[Saved data entries]
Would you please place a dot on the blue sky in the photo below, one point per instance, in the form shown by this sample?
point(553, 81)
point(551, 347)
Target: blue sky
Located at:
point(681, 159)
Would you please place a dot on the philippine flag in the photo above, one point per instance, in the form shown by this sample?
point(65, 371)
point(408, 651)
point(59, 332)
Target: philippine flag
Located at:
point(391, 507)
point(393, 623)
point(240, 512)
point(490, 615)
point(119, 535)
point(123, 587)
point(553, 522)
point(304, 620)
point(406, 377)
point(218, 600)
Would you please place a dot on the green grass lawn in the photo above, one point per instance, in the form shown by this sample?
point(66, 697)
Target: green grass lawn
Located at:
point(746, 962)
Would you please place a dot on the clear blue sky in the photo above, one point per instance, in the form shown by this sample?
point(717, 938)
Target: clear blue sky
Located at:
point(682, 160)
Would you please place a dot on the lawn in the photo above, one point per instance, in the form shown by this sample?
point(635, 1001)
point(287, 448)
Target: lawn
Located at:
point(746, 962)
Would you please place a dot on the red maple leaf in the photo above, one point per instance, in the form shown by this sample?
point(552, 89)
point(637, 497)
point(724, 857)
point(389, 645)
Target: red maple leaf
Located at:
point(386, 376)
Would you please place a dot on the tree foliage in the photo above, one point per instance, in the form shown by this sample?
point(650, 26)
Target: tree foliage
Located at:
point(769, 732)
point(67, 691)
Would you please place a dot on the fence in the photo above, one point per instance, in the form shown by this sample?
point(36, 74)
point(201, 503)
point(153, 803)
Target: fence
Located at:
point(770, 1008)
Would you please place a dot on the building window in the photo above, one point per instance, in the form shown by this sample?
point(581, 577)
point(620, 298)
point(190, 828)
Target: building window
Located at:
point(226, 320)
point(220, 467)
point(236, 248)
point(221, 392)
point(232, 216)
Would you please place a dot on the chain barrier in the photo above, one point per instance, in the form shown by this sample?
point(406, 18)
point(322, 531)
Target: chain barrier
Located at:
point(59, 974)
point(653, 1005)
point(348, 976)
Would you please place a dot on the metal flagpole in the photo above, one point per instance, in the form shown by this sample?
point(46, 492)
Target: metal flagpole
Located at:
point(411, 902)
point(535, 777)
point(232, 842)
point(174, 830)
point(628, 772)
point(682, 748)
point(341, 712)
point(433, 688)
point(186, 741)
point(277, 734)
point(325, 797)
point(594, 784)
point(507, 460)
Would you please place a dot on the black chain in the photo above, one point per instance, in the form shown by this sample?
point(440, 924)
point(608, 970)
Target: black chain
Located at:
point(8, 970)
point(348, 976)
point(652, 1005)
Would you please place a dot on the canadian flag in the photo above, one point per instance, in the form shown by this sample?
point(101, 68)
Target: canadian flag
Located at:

§ Written exercise: Rewrite all of the material above, replacing "Located at" with "Found at" wherever it occurs. Keep everything else the same.

§ Answer for the task:
Would you please place a dot on the blue sky in the photo below, one point per instance, in the form shown by this sample?
point(553, 81)
point(551, 347)
Target: blue sky
Found at:
point(681, 159)
Would you please place a dot on the philippine flag in the photo above, one point per instance, in the form shown by this sample?
point(65, 371)
point(408, 651)
point(59, 332)
Target: philippine flag
Found at:
point(391, 507)
point(393, 623)
point(240, 512)
point(490, 615)
point(119, 535)
point(123, 587)
point(553, 522)
point(304, 620)
point(406, 377)
point(218, 600)
Would you please place a dot on the green grass lawn in the photo above, one point per instance, in the form shown by this sample?
point(66, 697)
Target: green grass lawn
Found at:
point(746, 962)
Would you please place a dot on the clear blue sky in the photo above, one point per instance, in the form shown by this sample?
point(717, 938)
Target: clear blue sky
Found at:
point(682, 160)
Would you please place a dot on the lawn in the photo above, one point per instance, in the form shown by this sample?
point(635, 1001)
point(287, 448)
Target: lawn
Found at:
point(746, 962)
Would you please place a dot on the red maple leaf in the photo above, one point per instance, in the form shown by this sample?
point(552, 89)
point(637, 497)
point(724, 857)
point(389, 645)
Target: red maple leaf
Found at:
point(386, 376)
Would you please place a dot on the tree foliage in the photo above, one point per instance, in the form shown by this sample?
point(650, 26)
Target: tree foliage
Found at:
point(769, 732)
point(67, 691)
Would you please place a dot on the fence in the photo above, one point per instance, in the form shown by this sample?
point(36, 74)
point(201, 503)
point(153, 803)
Target: fence
Found at:
point(770, 1008)
Would you please place a dot on the building window in the photo above, one point per instance, in the form shown by this sample?
point(581, 577)
point(620, 298)
point(190, 828)
Target: building window
Found at:
point(226, 320)
point(220, 467)
point(236, 248)
point(221, 392)
point(232, 216)
Would you please place a dot on the chain barrier in the photo above, one point per instance, in the form shown by this sample?
point(406, 18)
point(322, 531)
Target: chain barrier
Found at:
point(59, 974)
point(653, 1005)
point(348, 976)
Would you please place a dot on the metal flagpole in the photo above, one point per instance, in the form shown by this sample?
point(46, 492)
Target: metal flagpole
Found at:
point(411, 902)
point(535, 777)
point(232, 842)
point(174, 830)
point(628, 772)
point(682, 748)
point(341, 712)
point(433, 688)
point(186, 741)
point(277, 734)
point(325, 797)
point(594, 784)
point(507, 460)
Would you please place a dot on the black chain in the photo above, one point per instance, in the form shown by this sample?
point(440, 924)
point(608, 970)
Target: black chain
Found at:
point(8, 970)
point(348, 976)
point(652, 1005)
Would you please place a dot on the canadian flag in the photo above, one point per instance, in the form shown by this sample?
point(101, 68)
Target: canadian flag
Found at:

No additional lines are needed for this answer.